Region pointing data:
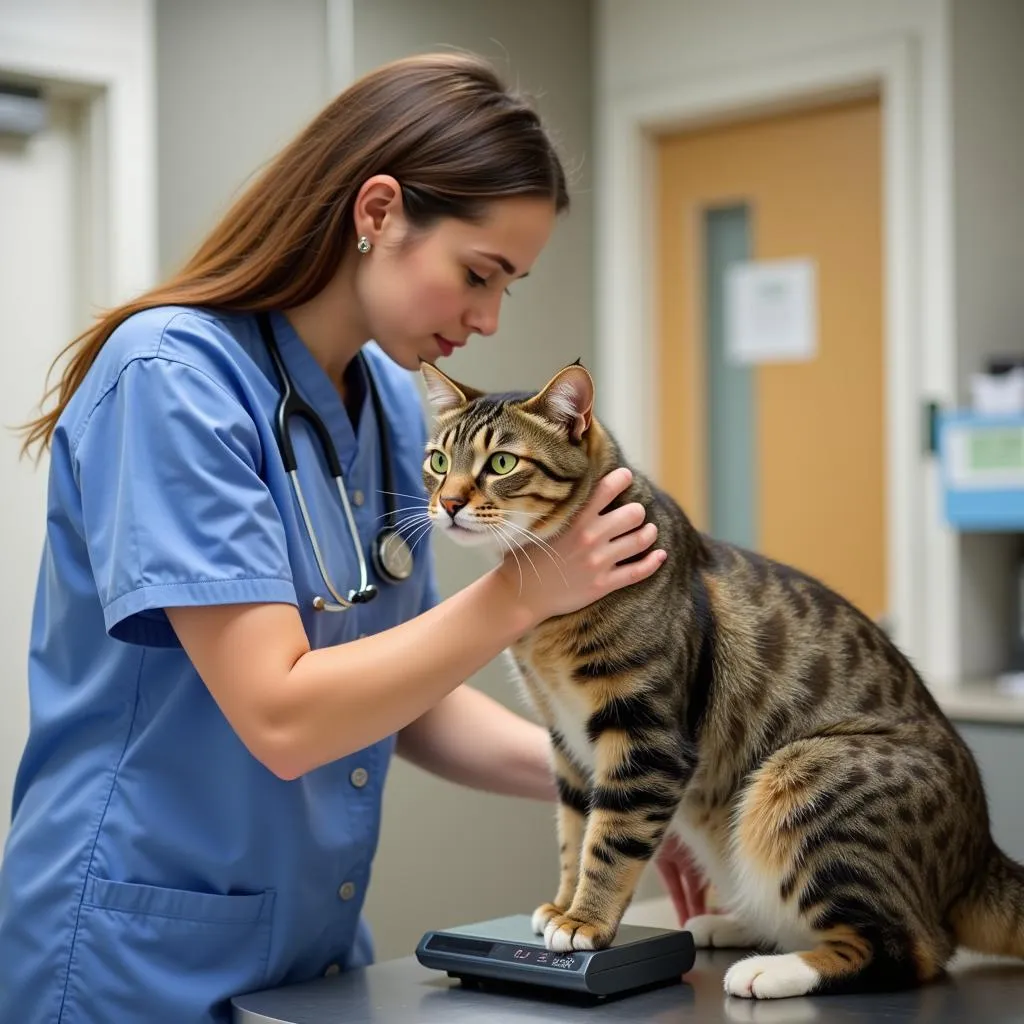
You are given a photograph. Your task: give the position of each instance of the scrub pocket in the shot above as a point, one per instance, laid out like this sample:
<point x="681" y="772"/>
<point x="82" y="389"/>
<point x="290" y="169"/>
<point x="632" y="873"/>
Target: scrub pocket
<point x="145" y="953"/>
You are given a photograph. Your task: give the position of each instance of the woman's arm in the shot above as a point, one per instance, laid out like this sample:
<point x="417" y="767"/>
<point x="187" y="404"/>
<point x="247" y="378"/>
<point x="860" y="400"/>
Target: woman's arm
<point x="472" y="739"/>
<point x="298" y="709"/>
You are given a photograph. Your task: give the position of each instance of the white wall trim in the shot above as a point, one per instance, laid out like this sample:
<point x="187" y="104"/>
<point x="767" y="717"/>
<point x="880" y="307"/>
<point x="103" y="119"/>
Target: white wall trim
<point x="340" y="45"/>
<point x="111" y="60"/>
<point x="627" y="324"/>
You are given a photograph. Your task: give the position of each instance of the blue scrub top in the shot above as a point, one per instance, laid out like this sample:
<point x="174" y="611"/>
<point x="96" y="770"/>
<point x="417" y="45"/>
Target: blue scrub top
<point x="155" y="867"/>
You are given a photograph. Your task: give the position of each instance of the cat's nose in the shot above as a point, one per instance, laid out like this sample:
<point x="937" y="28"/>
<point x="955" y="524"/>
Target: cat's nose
<point x="453" y="505"/>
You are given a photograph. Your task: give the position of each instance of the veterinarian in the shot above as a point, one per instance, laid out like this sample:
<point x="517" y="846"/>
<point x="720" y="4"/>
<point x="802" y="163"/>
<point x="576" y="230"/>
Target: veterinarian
<point x="232" y="633"/>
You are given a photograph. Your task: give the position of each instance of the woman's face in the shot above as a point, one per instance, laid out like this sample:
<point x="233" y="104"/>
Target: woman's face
<point x="424" y="294"/>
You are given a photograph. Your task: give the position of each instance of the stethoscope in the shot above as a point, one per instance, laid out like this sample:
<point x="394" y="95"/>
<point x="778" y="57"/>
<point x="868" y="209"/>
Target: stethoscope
<point x="391" y="556"/>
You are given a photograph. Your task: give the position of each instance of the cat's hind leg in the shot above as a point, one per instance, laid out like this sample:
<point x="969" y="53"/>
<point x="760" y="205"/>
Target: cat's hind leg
<point x="636" y="792"/>
<point x="573" y="804"/>
<point x="816" y="867"/>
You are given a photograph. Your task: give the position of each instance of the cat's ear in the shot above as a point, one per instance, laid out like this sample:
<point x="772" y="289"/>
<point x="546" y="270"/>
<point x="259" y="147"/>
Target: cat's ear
<point x="442" y="392"/>
<point x="567" y="398"/>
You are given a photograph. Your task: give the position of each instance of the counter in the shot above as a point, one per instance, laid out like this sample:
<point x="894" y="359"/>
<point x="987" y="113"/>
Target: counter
<point x="400" y="991"/>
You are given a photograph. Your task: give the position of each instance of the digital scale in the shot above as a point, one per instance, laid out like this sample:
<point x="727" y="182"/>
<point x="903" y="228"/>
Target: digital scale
<point x="507" y="952"/>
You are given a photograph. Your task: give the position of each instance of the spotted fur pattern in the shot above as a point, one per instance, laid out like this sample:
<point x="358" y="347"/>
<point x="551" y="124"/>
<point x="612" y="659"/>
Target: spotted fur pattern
<point x="740" y="704"/>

- **Your task**
Please return the records as they stand, word for word, with no pictures.

- **Reply to the exercise**
You are given a photograph. Your task: give the position of each instance of the scrub pocket in the shot above as a point, one per instance, laid out like this sample:
<point x="681" y="772"/>
<point x="82" y="389"/>
<point x="290" y="169"/>
<point x="632" y="873"/>
Target: scrub pocket
<point x="145" y="953"/>
You are given a photograph. Your task: give the position of each instance of the woman's arm in the shot above as a point, one per instance, laid out like this sample:
<point x="417" y="767"/>
<point x="187" y="404"/>
<point x="247" y="378"/>
<point x="860" y="400"/>
Target: woman's arm
<point x="472" y="739"/>
<point x="298" y="709"/>
You are given a photograph. Your task: give the position of each instance of the white wall trim in the shot above as a point, one per instance, laid out like this sample:
<point x="187" y="104"/>
<point x="767" y="717"/>
<point x="880" y="307"/>
<point x="103" y="119"/>
Target: white wall trim
<point x="340" y="45"/>
<point x="111" y="60"/>
<point x="627" y="324"/>
You are given a photograph. Your task: give the position of each instance of the blue scrub top in the shot above as a point, one per instance, laid out like this sample:
<point x="174" y="611"/>
<point x="96" y="770"/>
<point x="417" y="45"/>
Target: blue scrub top
<point x="155" y="867"/>
You are given a photograph. Your task: give the position of each instance of the cat's nose in the shot above as a point, one per instance, laid out like this sample:
<point x="937" y="28"/>
<point x="955" y="524"/>
Target: cat's nose
<point x="453" y="505"/>
You are given a photograph. Your task: give the position of each instance of the veterinarian in the shot above as a point, one per instance, laid out like this sample:
<point x="517" y="846"/>
<point x="720" y="4"/>
<point x="802" y="163"/>
<point x="576" y="230"/>
Target: veterinarian
<point x="232" y="633"/>
You are given a photograph. Your task: give the position of each instance of the woman's face in the shot above as a point, one per instance, laid out like this sample:
<point x="233" y="104"/>
Target: woman's face
<point x="424" y="294"/>
You are given a photograph. Your task: give the position of each instance of the stethoscope in the shot above as a point, one per instance, laid out like this sample:
<point x="394" y="95"/>
<point x="778" y="57"/>
<point x="868" y="209"/>
Target: stethoscope
<point x="391" y="556"/>
You are given a photograph. Your task: give the position of each instance of the cat's hind leg in the shot above as a point, one per instance, laid out like this sample:
<point x="969" y="53"/>
<point x="760" y="205"/>
Target: cat's hind leg
<point x="636" y="792"/>
<point x="573" y="804"/>
<point x="816" y="867"/>
You are given a photograph. Your task: give the position of each instance of the cat's ear in the shot above as a point, one per instance, laid out like this sample:
<point x="772" y="289"/>
<point x="546" y="270"/>
<point x="259" y="147"/>
Target: cat's ear
<point x="442" y="392"/>
<point x="567" y="398"/>
You are given a photograph. Your task: give the position of each instance of the counter in the shot above as a point, one per instance, laid out like this sample:
<point x="894" y="359"/>
<point x="987" y="113"/>
Target: counter
<point x="400" y="991"/>
You are given a photograph. Your task: give the position of each instance of the digital scale in the shot above as a point, one per instance, laid out like this sample:
<point x="727" y="182"/>
<point x="903" y="228"/>
Target: digital scale
<point x="507" y="952"/>
You are given a photograph. Your task: give the position of each instance of the spotted fur pattern in the shot above as a point, one per instance, laid out like this sample:
<point x="358" y="347"/>
<point x="551" y="124"/>
<point x="612" y="659"/>
Target: spotted fur pattern
<point x="740" y="704"/>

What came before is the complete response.